* [What you need to do]:
Look through the material below for every line with the word "banner" in it, treating uppercase and lowercase as different, and copy each of those lines.

* [Given records]:
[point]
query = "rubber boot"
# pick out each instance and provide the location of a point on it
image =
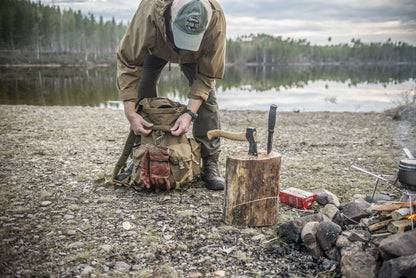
(210, 174)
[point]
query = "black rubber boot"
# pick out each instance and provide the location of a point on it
(210, 174)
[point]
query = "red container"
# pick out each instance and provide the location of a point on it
(297, 198)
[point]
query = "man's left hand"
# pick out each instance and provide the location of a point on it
(181, 125)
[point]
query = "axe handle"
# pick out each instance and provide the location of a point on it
(229, 135)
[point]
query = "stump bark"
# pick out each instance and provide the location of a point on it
(252, 189)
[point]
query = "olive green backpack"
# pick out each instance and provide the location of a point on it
(184, 153)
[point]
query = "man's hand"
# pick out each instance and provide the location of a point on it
(181, 125)
(137, 123)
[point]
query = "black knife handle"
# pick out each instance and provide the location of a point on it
(272, 117)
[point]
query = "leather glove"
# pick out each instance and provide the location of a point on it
(159, 167)
(144, 170)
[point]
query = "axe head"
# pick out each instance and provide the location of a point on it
(250, 135)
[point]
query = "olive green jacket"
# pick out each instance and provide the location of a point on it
(146, 34)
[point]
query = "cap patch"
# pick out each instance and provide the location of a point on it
(192, 24)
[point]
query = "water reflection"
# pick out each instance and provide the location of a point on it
(341, 88)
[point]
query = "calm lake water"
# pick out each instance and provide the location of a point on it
(340, 88)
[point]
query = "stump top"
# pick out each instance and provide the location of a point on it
(262, 155)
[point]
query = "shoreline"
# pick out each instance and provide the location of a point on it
(60, 217)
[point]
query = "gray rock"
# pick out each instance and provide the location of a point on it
(327, 233)
(342, 241)
(121, 266)
(355, 210)
(359, 235)
(333, 254)
(358, 265)
(292, 229)
(87, 271)
(352, 248)
(45, 203)
(397, 245)
(324, 197)
(400, 267)
(377, 198)
(332, 212)
(308, 236)
(76, 245)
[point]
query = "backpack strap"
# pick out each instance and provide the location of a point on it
(128, 146)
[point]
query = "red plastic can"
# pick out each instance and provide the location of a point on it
(297, 198)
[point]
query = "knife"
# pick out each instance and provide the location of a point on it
(272, 121)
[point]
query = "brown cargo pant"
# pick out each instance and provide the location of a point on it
(208, 115)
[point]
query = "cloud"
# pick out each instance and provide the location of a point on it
(314, 20)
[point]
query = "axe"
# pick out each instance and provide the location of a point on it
(250, 135)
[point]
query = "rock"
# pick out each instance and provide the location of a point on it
(358, 265)
(404, 266)
(324, 197)
(121, 266)
(352, 248)
(327, 265)
(359, 235)
(308, 236)
(87, 271)
(377, 198)
(220, 273)
(355, 210)
(76, 245)
(342, 241)
(196, 275)
(71, 232)
(292, 229)
(106, 247)
(332, 212)
(333, 254)
(397, 245)
(327, 233)
(45, 203)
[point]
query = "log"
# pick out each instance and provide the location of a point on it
(401, 213)
(379, 225)
(251, 196)
(390, 206)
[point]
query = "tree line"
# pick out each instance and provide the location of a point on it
(29, 26)
(44, 30)
(267, 49)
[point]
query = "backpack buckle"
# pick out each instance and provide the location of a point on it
(159, 138)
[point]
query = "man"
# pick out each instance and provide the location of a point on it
(192, 34)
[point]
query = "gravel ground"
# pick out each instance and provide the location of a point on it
(60, 218)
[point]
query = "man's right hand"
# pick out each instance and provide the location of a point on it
(139, 125)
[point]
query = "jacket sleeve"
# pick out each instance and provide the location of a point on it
(132, 50)
(212, 63)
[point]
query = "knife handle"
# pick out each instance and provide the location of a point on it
(272, 117)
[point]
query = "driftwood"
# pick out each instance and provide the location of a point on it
(391, 206)
(252, 189)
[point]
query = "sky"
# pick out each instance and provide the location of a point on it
(313, 20)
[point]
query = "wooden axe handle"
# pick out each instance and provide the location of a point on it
(238, 136)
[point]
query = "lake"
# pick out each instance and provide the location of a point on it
(295, 88)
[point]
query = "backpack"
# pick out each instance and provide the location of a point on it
(179, 156)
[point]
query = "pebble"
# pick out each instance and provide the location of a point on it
(76, 245)
(71, 232)
(87, 271)
(121, 266)
(106, 247)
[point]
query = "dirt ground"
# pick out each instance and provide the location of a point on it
(60, 218)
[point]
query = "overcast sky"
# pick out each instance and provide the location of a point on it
(314, 20)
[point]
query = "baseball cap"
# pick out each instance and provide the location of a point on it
(190, 19)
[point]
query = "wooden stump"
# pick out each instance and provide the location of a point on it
(252, 189)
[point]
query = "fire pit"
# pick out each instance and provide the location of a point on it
(407, 172)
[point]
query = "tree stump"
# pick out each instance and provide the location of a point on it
(252, 189)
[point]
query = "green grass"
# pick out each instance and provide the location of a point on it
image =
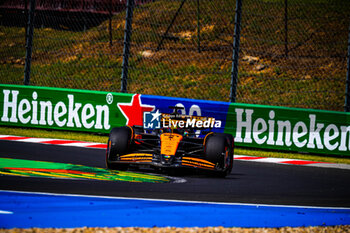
(89, 137)
(85, 60)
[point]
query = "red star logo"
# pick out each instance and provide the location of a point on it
(133, 111)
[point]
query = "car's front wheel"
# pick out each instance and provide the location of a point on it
(219, 150)
(118, 144)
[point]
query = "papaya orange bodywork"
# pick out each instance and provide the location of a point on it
(169, 143)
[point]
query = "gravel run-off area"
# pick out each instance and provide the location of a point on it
(335, 229)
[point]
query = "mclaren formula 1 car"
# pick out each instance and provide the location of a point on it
(171, 147)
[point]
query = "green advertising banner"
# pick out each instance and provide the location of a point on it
(257, 126)
(58, 108)
(293, 129)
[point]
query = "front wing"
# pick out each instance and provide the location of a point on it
(165, 161)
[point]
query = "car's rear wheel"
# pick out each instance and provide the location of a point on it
(219, 150)
(118, 144)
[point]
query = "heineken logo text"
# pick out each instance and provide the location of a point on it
(36, 112)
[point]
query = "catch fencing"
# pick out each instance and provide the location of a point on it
(291, 53)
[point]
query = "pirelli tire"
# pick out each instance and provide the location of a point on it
(219, 150)
(119, 142)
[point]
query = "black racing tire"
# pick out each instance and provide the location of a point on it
(118, 144)
(219, 150)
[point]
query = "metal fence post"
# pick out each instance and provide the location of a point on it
(127, 38)
(235, 56)
(29, 43)
(286, 28)
(347, 94)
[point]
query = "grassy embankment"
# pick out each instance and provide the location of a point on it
(88, 137)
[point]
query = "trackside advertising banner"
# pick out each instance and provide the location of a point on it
(255, 126)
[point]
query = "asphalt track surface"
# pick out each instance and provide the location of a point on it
(249, 182)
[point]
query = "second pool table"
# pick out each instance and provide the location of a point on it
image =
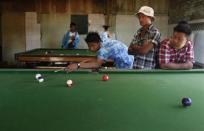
(128, 101)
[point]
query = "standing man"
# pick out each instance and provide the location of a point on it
(106, 50)
(71, 38)
(145, 43)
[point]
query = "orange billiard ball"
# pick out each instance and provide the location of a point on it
(105, 77)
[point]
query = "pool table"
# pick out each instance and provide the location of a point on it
(128, 101)
(55, 55)
(47, 57)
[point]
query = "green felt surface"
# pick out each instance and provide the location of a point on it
(129, 101)
(83, 52)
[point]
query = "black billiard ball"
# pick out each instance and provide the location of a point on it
(186, 102)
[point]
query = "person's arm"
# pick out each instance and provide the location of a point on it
(176, 66)
(144, 49)
(86, 65)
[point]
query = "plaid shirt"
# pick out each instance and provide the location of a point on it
(147, 61)
(168, 54)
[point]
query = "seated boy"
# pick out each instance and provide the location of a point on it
(106, 50)
(177, 52)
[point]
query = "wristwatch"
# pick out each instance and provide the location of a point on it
(78, 65)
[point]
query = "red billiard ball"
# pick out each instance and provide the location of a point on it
(105, 77)
(69, 83)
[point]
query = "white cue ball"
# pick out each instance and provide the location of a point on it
(69, 83)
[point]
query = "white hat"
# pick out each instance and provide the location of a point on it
(146, 10)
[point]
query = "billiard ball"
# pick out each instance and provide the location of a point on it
(186, 102)
(37, 76)
(41, 79)
(69, 83)
(105, 77)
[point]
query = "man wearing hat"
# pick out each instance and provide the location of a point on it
(145, 43)
(106, 34)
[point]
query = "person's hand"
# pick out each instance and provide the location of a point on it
(72, 67)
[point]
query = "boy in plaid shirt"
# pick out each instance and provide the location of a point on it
(177, 52)
(145, 44)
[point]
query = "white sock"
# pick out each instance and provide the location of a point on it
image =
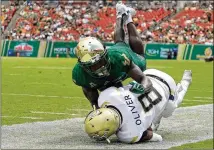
(181, 91)
(129, 19)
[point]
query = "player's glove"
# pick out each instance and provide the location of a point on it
(137, 88)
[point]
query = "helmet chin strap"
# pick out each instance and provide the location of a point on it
(108, 140)
(94, 107)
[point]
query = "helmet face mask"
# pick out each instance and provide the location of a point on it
(102, 123)
(93, 57)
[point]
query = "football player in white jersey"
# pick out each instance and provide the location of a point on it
(133, 116)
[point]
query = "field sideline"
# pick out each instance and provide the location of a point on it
(41, 89)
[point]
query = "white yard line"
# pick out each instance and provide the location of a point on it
(44, 67)
(49, 96)
(33, 118)
(201, 91)
(186, 125)
(197, 100)
(79, 109)
(203, 97)
(162, 67)
(52, 113)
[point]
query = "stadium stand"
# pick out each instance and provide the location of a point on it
(70, 20)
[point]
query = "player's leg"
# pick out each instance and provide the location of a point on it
(119, 33)
(183, 86)
(135, 41)
(180, 92)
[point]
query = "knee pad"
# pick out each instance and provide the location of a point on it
(169, 109)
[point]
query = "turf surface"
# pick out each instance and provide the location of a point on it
(42, 89)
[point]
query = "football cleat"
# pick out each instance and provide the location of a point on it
(187, 76)
(120, 9)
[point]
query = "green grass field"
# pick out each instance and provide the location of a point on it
(42, 89)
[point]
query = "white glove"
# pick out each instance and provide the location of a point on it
(156, 138)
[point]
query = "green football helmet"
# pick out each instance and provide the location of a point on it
(93, 57)
(102, 123)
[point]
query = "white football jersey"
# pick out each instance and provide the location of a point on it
(137, 112)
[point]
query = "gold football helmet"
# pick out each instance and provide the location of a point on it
(102, 123)
(93, 57)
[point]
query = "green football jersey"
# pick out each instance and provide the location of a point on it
(121, 57)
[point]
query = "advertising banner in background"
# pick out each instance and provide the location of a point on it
(161, 51)
(21, 48)
(67, 49)
(60, 49)
(200, 52)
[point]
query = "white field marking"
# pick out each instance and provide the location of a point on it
(200, 91)
(34, 118)
(51, 113)
(44, 67)
(204, 97)
(42, 83)
(197, 100)
(163, 67)
(14, 74)
(78, 109)
(65, 97)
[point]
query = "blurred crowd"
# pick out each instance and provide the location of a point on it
(7, 13)
(69, 20)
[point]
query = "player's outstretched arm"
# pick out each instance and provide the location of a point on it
(136, 74)
(92, 95)
(149, 135)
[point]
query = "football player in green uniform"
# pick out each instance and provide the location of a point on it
(99, 68)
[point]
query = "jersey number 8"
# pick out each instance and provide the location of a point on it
(152, 98)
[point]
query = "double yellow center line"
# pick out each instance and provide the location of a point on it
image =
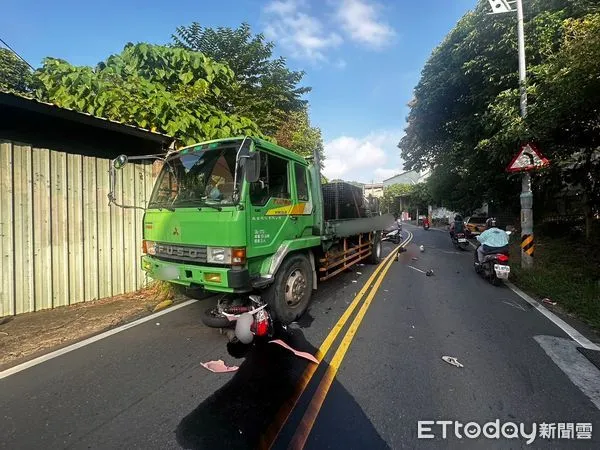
(302, 432)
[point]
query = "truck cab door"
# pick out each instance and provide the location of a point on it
(270, 204)
(302, 209)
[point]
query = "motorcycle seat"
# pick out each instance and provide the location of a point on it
(495, 250)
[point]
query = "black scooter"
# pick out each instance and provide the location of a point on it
(393, 234)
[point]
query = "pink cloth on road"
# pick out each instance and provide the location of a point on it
(219, 367)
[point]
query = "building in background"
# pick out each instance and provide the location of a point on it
(373, 190)
(60, 241)
(408, 177)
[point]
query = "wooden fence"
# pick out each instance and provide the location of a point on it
(60, 242)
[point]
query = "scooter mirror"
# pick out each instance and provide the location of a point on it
(120, 161)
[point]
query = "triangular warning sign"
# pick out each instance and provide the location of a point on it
(529, 158)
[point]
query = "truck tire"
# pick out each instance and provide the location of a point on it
(375, 256)
(289, 295)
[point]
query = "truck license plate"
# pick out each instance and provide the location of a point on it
(168, 273)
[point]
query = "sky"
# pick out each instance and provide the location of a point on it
(362, 58)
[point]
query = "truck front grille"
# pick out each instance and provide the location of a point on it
(185, 253)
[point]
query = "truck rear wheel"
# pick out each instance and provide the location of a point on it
(375, 256)
(289, 295)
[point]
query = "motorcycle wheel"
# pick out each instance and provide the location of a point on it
(213, 319)
(478, 268)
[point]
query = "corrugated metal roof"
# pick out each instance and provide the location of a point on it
(26, 102)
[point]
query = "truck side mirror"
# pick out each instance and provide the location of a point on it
(252, 167)
(119, 161)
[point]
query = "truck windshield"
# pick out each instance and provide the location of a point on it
(196, 179)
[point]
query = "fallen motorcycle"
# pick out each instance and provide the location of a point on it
(494, 266)
(392, 234)
(460, 241)
(249, 316)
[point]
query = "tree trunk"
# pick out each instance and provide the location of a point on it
(587, 208)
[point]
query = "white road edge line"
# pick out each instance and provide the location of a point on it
(572, 332)
(88, 341)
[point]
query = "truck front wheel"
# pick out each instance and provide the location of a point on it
(290, 293)
(375, 256)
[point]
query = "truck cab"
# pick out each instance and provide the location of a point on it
(223, 213)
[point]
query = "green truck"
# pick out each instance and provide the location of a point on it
(244, 216)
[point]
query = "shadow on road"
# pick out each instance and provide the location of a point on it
(238, 414)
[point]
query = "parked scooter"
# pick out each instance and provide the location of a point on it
(494, 267)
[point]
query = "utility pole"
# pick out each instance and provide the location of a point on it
(505, 6)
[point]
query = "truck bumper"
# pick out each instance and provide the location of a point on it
(217, 279)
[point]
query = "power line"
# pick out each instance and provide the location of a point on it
(20, 57)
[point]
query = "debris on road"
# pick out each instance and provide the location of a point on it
(452, 361)
(162, 305)
(218, 366)
(418, 270)
(304, 355)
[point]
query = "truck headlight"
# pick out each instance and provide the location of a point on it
(149, 247)
(218, 255)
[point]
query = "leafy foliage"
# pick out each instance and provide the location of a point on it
(268, 91)
(15, 74)
(391, 194)
(171, 90)
(297, 135)
(465, 119)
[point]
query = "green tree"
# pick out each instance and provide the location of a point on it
(464, 119)
(420, 197)
(171, 90)
(297, 135)
(15, 74)
(390, 201)
(269, 90)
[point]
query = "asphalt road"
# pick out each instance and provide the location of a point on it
(145, 387)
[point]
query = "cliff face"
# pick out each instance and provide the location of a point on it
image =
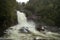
(8, 15)
(43, 11)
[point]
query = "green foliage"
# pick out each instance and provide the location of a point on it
(7, 14)
(47, 11)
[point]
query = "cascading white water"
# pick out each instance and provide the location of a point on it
(13, 31)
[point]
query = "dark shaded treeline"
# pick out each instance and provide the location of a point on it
(8, 15)
(42, 11)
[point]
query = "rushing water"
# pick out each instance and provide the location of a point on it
(13, 31)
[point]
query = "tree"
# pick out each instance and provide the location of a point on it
(8, 15)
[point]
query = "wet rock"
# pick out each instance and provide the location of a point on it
(24, 30)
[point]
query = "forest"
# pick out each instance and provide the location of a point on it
(42, 12)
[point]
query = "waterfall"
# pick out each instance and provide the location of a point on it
(13, 31)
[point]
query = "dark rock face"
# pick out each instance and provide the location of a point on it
(24, 30)
(8, 15)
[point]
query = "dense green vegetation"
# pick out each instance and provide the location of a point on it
(7, 14)
(43, 11)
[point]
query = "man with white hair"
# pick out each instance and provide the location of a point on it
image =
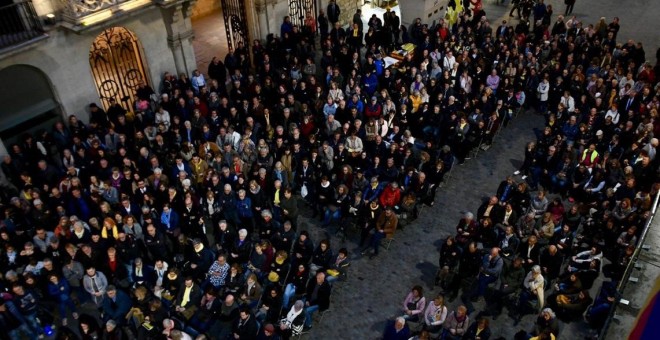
(533, 289)
(651, 148)
(397, 330)
(466, 230)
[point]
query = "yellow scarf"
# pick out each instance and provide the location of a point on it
(115, 233)
(277, 197)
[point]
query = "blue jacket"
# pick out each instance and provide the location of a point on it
(371, 83)
(171, 223)
(359, 105)
(371, 194)
(116, 310)
(244, 207)
(62, 290)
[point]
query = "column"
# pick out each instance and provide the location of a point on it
(176, 17)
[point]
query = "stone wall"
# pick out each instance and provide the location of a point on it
(348, 8)
(205, 7)
(69, 69)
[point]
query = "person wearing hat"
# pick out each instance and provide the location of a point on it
(268, 333)
(590, 157)
(115, 305)
(202, 260)
(245, 326)
(374, 109)
(294, 322)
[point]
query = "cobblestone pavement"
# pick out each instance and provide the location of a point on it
(376, 288)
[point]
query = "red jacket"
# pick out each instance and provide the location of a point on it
(390, 197)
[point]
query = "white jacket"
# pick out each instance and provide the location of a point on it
(543, 90)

* [Full response]:
query = "green advertising banner"
query = "trackside advertising banner"
query = "advertising banner in background"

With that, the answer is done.